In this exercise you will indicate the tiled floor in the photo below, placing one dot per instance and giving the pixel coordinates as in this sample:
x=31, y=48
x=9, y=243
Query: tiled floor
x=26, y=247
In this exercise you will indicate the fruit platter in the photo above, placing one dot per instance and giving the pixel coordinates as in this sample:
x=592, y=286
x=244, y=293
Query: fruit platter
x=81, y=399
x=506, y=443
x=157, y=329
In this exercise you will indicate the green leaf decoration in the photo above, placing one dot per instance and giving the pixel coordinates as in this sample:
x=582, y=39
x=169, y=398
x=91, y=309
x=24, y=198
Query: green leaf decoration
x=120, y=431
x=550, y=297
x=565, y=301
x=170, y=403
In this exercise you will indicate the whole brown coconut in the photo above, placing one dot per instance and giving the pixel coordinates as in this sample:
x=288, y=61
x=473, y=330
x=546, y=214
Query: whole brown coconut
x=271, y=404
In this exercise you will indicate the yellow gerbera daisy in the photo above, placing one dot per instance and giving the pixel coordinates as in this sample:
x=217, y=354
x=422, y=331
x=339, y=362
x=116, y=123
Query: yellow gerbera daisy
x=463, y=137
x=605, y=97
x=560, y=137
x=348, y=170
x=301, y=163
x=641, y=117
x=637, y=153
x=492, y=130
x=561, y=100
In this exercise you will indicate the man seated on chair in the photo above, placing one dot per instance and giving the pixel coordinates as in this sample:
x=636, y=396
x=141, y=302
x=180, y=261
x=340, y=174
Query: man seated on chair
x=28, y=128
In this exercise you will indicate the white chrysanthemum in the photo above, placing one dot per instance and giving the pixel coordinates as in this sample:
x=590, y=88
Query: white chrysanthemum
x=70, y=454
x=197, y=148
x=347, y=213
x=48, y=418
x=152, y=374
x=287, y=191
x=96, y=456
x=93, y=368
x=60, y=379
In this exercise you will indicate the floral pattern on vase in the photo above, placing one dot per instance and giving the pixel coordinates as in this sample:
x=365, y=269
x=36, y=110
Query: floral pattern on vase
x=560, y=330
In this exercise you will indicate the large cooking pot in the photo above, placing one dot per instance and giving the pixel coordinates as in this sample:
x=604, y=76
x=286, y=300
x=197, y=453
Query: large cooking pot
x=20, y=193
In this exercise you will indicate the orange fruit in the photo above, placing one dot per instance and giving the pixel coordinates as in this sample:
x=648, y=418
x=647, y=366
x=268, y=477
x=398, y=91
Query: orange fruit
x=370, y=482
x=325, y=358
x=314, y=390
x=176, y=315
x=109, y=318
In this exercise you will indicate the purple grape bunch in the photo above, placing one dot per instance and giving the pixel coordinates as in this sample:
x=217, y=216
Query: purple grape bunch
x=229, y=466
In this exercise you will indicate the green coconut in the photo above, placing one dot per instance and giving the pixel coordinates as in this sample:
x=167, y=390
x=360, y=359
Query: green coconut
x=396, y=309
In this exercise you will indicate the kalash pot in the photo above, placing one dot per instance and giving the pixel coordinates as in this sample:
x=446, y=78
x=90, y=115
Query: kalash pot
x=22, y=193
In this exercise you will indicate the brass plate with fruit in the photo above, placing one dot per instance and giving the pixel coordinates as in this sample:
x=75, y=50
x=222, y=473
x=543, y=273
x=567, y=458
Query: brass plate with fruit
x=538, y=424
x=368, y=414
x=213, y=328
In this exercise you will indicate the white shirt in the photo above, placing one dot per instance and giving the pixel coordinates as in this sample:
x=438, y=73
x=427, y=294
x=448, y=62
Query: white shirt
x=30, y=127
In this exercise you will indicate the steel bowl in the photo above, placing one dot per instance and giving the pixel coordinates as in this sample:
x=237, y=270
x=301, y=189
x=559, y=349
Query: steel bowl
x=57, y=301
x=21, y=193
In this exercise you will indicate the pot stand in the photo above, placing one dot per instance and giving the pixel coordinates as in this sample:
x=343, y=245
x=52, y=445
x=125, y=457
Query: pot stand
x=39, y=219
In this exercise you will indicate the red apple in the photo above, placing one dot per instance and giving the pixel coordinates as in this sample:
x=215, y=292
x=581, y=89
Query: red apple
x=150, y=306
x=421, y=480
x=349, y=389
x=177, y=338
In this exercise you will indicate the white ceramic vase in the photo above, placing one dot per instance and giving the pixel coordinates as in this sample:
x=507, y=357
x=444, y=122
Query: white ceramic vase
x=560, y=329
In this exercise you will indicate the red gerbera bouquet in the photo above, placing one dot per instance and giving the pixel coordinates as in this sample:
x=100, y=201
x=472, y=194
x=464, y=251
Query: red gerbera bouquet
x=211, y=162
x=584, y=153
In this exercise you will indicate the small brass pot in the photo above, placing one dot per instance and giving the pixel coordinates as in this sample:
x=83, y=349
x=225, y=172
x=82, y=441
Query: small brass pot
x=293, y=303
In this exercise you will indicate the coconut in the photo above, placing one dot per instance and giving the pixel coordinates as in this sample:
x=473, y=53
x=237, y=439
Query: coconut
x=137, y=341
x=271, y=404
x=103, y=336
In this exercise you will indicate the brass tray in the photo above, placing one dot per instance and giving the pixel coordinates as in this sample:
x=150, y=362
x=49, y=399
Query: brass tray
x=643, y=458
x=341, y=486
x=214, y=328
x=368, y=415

..........

> **Task to carry out**: Please transcribe all of the data above exactly.

> **Reply**:
In this exercise you will indicate the tiled floor in the photo below, placing one dot per instance and giving the pixel coordinates as in this sample:
x=31, y=48
x=9, y=243
Query: tiled floor
x=26, y=247
In this exercise you will indicate the fruit platter in the photo above, placing one dot per instance and giving the pixel coordinates as in this sample:
x=592, y=286
x=244, y=293
Query: fruit platter
x=81, y=399
x=506, y=443
x=157, y=329
In this exercise you will indicate the green leaf decoration in the photo above, placing one dot per instance and giving the pixel coordinates as in this sample:
x=582, y=39
x=169, y=398
x=91, y=309
x=24, y=198
Query: green leaf decoration
x=120, y=431
x=550, y=297
x=565, y=301
x=170, y=403
In this exercise you will indicate the whole brown coconut in the photo above, placing one dot per instance and giving the pixel coordinates as in this sample:
x=288, y=61
x=473, y=330
x=546, y=214
Query: whole brown coconut
x=271, y=404
In this exercise you will indicate the yellow gerbera daisy in the photo above, placing one dot per instance and giving the pixel coordinates as in this sample:
x=217, y=354
x=422, y=331
x=339, y=362
x=116, y=123
Query: yellow gerbera daisy
x=463, y=137
x=605, y=97
x=560, y=137
x=348, y=170
x=301, y=163
x=641, y=117
x=637, y=153
x=492, y=130
x=561, y=100
In this exercise you will indicate the man seated on chair in the photo above, placing one dot per instance and giving the pixel coordinates as in this sample:
x=636, y=396
x=141, y=302
x=180, y=261
x=340, y=174
Query: man seated on chair
x=28, y=128
In this exercise you will indicate the white chrysanthemum in the photo above, placing one dot per instance and giving the pixel coordinates as in this sample:
x=590, y=88
Query: white chrysanthemum
x=70, y=454
x=197, y=148
x=347, y=213
x=48, y=418
x=152, y=374
x=287, y=191
x=96, y=456
x=93, y=368
x=60, y=379
In this exercise you will indicate the floral pattern on vase in the photo above, placing one dot per instance and giving the pixel coordinates as in this sample:
x=365, y=269
x=36, y=110
Query: floral pattern on vase
x=560, y=330
In this exercise you will indicate the large cooking pot in the photo above, placing one dot per instance and giving the pixel coordinates as in this sample:
x=604, y=76
x=286, y=300
x=197, y=453
Query: large cooking pot
x=20, y=193
In this exercise you will indicate the orange fruit in the photo above, placing one dot per instance and giving the pixel coordinates as in this sample:
x=648, y=418
x=647, y=366
x=268, y=477
x=398, y=91
Query: orange fruit
x=370, y=482
x=325, y=358
x=314, y=390
x=176, y=315
x=109, y=318
In this exercise you will indicate the purple grape bunch in the photo above, placing one dot per instance and giving the pixel coordinates as in this sample:
x=217, y=216
Query: purple grape bunch
x=229, y=466
In this exercise you will indicate the green coconut in the photo above, placing one dot per instance and giving the pixel coordinates as in this sample:
x=167, y=390
x=360, y=359
Query: green coconut
x=396, y=309
In this exercise you will indicate the kalash pot in the photo above, placing one dot per instance and giving the pixel coordinates as in this sample:
x=446, y=78
x=90, y=115
Query: kalash pot
x=22, y=193
In this exercise you will indicate the brass plate with fruit in the photo above, placing one dot per instance and giving the pixel coordinates as in this sample:
x=75, y=50
x=222, y=473
x=543, y=273
x=567, y=458
Query: brass plate with fruit
x=538, y=424
x=368, y=414
x=213, y=328
In this exercise you will indicate the white shirt in the photo above, placing one dot per instance and giving the pixel coordinates as in this sample:
x=438, y=73
x=427, y=294
x=448, y=62
Query: white shirt
x=30, y=127
In this exercise you will indicate the steel bowl in the photo above, placing one dot per instance and giving the pixel coordinates as in this sample:
x=237, y=270
x=301, y=189
x=559, y=349
Query: steel bowl
x=57, y=301
x=21, y=193
In this exercise you will indicate the pot stand in the photo above, placing one dot per instance and giving the pixel coordinates as in this sample:
x=343, y=245
x=52, y=445
x=125, y=457
Query: pot stand
x=39, y=219
In this exercise you will indicate the red apple in the photo above, placing one dot per instance and giving the pixel coordinates as in this sample:
x=215, y=292
x=581, y=89
Query: red apple
x=150, y=306
x=421, y=480
x=349, y=389
x=177, y=338
In this exercise you will indicate the white ceramic vase in the photo above, placing one dot per instance and giving the pixel coordinates as in this sample:
x=507, y=357
x=444, y=122
Query: white ceramic vase
x=560, y=329
In this exercise you will indicate the red gerbera bouquet in the photo above, placing one dot per instance and giving the pixel coordinates as in this sample:
x=100, y=201
x=472, y=194
x=464, y=251
Query: red gerbera bouquet
x=211, y=162
x=584, y=153
In this exercise you will indicate the small brass pot in the photo above, placing one dot per instance and giving the pixel coordinates as in this sample:
x=83, y=349
x=225, y=172
x=82, y=441
Query: small brass pot
x=293, y=303
In this exercise you will indicate the coconut in the photo above, placing one dot per instance and giving the pixel coordinates as in this sample:
x=473, y=53
x=237, y=439
Query: coconut
x=137, y=341
x=271, y=404
x=103, y=336
In this exercise you will indicate the brass tray in the photo above, placing one dot per instance and giving the pixel coordinates as in this sample:
x=150, y=362
x=49, y=399
Query: brass tray
x=643, y=458
x=341, y=486
x=214, y=328
x=368, y=415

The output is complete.